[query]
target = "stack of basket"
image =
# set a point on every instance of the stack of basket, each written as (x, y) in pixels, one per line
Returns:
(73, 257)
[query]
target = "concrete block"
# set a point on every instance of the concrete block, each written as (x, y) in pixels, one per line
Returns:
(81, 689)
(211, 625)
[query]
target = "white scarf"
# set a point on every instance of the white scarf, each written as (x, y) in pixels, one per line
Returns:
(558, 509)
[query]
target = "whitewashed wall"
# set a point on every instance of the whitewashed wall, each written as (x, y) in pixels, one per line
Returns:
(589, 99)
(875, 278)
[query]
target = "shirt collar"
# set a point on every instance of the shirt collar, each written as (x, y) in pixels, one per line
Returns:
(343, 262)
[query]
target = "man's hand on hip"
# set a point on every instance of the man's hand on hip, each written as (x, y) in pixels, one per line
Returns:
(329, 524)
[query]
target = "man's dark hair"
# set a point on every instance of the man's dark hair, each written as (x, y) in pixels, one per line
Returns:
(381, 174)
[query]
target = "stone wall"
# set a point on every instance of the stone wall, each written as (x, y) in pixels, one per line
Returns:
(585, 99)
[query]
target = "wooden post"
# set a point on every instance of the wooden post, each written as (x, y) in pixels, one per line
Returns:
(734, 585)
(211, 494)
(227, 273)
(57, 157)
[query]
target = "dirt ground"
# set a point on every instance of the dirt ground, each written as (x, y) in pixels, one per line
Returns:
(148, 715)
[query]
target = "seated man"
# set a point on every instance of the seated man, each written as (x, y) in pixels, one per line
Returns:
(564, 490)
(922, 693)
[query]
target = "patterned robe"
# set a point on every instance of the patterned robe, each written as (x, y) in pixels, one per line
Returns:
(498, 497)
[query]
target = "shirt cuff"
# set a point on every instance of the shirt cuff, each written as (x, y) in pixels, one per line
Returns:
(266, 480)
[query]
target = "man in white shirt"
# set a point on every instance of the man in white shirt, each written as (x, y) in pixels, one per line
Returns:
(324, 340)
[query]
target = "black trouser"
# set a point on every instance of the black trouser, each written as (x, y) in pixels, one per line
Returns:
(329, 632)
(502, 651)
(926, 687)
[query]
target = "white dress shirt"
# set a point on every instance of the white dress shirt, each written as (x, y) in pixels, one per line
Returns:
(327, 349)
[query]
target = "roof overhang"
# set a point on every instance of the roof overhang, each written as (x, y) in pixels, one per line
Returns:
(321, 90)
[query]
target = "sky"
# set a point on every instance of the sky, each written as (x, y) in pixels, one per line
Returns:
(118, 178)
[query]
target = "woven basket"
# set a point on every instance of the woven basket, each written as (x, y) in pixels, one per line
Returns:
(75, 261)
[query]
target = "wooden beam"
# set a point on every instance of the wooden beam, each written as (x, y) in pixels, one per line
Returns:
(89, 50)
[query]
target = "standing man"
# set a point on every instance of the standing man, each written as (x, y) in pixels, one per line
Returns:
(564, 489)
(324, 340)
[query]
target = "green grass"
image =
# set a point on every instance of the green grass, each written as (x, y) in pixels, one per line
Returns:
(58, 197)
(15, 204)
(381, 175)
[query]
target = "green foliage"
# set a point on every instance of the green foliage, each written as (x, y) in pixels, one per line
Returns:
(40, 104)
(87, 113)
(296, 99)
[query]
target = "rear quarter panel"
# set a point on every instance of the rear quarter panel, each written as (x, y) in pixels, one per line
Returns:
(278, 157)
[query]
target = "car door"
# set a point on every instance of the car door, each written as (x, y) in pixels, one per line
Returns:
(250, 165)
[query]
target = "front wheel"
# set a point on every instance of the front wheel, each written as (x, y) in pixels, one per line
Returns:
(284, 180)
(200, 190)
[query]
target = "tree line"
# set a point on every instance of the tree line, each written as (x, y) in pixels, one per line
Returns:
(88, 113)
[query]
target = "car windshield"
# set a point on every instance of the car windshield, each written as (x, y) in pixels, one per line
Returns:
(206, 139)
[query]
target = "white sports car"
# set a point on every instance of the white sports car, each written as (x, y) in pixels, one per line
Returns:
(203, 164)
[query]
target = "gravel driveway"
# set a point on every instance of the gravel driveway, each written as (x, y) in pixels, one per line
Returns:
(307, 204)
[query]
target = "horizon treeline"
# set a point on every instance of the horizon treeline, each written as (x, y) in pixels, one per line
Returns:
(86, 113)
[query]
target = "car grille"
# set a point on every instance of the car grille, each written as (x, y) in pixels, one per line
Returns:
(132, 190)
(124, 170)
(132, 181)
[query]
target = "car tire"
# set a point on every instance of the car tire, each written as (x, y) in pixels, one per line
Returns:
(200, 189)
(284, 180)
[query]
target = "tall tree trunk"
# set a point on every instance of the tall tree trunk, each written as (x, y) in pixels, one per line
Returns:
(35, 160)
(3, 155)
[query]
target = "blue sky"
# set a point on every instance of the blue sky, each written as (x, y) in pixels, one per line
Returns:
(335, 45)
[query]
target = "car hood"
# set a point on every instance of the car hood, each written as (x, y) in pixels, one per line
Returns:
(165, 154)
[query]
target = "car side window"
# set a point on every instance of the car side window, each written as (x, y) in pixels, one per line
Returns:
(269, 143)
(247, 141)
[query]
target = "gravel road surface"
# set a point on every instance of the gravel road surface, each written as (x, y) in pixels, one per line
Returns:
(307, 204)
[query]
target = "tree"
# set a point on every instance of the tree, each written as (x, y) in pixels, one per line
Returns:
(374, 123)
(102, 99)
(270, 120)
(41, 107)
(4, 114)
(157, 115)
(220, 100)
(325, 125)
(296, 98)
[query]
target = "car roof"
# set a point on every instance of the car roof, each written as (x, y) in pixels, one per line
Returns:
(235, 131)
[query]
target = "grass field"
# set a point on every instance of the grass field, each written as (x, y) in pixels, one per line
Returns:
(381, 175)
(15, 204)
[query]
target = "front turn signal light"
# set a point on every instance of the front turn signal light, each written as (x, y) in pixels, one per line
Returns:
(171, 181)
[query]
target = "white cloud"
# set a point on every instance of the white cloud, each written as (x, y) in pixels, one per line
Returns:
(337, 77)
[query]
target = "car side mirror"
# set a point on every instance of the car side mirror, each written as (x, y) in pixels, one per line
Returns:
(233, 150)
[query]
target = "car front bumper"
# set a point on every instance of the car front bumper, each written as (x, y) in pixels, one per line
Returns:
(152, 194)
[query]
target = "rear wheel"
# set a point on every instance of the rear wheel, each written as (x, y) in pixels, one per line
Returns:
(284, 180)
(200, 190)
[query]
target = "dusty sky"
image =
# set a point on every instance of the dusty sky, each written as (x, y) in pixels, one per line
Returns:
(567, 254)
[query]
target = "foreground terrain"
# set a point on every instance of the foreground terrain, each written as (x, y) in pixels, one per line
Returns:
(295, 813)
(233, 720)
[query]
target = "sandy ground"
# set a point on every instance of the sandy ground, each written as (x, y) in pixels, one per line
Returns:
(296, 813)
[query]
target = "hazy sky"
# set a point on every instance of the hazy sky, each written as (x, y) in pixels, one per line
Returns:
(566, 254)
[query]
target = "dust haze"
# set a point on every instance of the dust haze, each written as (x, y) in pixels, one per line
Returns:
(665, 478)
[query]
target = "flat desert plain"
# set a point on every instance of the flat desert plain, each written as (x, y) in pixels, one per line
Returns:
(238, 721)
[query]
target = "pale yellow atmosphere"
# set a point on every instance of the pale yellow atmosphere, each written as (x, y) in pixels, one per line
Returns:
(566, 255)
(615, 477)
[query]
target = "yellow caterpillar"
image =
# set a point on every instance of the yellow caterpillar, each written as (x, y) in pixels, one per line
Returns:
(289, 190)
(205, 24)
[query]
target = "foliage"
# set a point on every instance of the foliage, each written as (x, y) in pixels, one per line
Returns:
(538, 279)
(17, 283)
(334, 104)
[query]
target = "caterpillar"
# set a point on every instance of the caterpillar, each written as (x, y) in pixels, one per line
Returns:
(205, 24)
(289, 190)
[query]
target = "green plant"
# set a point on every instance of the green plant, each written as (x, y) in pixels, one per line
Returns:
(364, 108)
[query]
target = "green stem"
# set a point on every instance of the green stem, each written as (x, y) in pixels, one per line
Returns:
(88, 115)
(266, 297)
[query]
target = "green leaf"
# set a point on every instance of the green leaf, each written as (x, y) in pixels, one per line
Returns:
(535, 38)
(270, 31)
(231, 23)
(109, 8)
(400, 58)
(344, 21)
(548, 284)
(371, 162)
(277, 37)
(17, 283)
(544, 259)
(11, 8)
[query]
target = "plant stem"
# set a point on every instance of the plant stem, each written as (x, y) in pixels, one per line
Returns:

**Task directions:**
An answer is complete only when it holds every line above containing the string "robe".

**Task result:**
target = "patterned robe"
# set a point on every instance of the patterned robe, each written as (x, y) in pixels, one per line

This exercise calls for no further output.